▸ EXERCISES
1. List every sum of money in pounds sterling that the Brand Architekts passage mentions.
2. Render this sentence from the Brand Architekts passage in French: "People are increasingly buying their health and beauty products on Amazon, or alternatively direct from the brand website."
3. Summarize the Brand Architekts passage in two sentences.

▸ DOCUMENT PASSAGE
So what is left? A browse of their website shows the Brand Architekts to be pretty much the same as when they were acquired. They own a range of mid range brands – not totally premium and not basic either. There also appears to be acquisitions bolted on as well as new brands developed. The mens grooming brand ‘Fish’ was acquired in 2018 and is semi-recognisable.
These are exciting times for the industry. The concentration and number of retail outlets means that a firm can scale up pretty quickly if a good product is found. Innovaderma and their ‘Skinny Tan’ line now retail in Boots and Superdrug, making them accessible to most of the public. An increasing trend is also a direct model. People are increasingly buying their health and beauty products on Amazon, or alternatively direct from the brand website.
Brand Architekts: Balance Sheet
The move to sell the manufacturing side also transformed the company’s finances. The total consideration of £35m was larger than the current market cap today. This doesn’t all flow to cash as the business had to settle debt, and the exceptional costs related to the disposal.
The half-year results provide us with the latest detail. The company is now sitting on £20m of cash. There are still some remnants of debt of approximately £2.5m. There is also a large pension deficit. This was measured at £9.5m and has come down to £6.6m, but the discount rate has changed from 2.0% to 3.05%. I am not entirely sure what has changed in this year regarding this, but the deficit represents a real obligation that is currently costing £0.3m to service. On the reduced profit figures this is quite material. And curiously, the sale of the manufacturing side did not appear to change the pension deficit: perhaps a term of the deal.
Despite this, the sale of the manufacturing side gives the business a great cushion at the moment, and like the annual report says there is room for acquisitions. It seems that the new CEO will come in with a clean slate. There seems no immediate danger.
It should be said the balance sheet will become much weaker in future. The sale offloaded much of the tangible assets on the balance sheet, namely freehold land and plant and machinery.
Is the Brand Architekts share price good value?
Deep value investors may be interested here, as the cash held in the company seems to rate the business at a very low, perhaps non-existent multiple. It is also the case that the recent slowdown has seen all share prices affects, BAR is no exception and is cheaper today than last month, even before today’s profit warning.
However, investors may have reasons to be unhappy with this. The old CEO lasted around a year, and the company are still searching for a CFO. At the moment the ship appears rudderless, and it has done so for some time.

▸ DATA SEGMENT
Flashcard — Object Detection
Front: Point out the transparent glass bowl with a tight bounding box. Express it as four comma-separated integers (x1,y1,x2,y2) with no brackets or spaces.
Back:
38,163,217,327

▸ RESPONSE LIST
1.
£35m
£20m
£2.5m
£9.5m
£6.6m
£0.3m

2. Les gens achètent de plus en plus leurs produits de santé et de beauté sur Amazon, ou bien directement sur le site web de la marque.

3. After selling its manufacturing side for a total consideration of £35m, Brand Architekts holds £20m of cash against about £2.5m of remaining debt and a pension deficit, although its balance sheet will weaken because the sale offloaded much of its tangible assets. The cash seems to rate the business at a very low multiple, but investors may be unhappy because the previous CEO lasted around a year and the company is still searching for a CFO.